▸ **Records shown**:
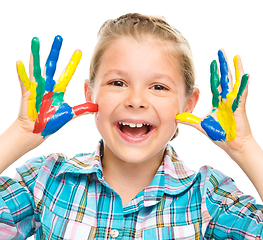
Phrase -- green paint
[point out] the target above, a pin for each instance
(214, 81)
(35, 46)
(58, 98)
(240, 92)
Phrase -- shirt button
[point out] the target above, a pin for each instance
(114, 233)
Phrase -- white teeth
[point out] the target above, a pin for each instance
(133, 125)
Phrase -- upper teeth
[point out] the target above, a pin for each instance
(133, 125)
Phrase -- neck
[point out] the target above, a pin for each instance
(128, 179)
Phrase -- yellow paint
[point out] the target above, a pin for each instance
(67, 75)
(225, 114)
(31, 87)
(188, 117)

▸ **Objective**: Reproduce verbatim the lines of the listing above, starting with the line that contains "Phrase -- yellow paint" and going on through the final line of the listing.

▸ **Result**:
Phrase -- yellow paint
[point out] the target above, a pin for each instance
(67, 75)
(225, 114)
(31, 87)
(188, 117)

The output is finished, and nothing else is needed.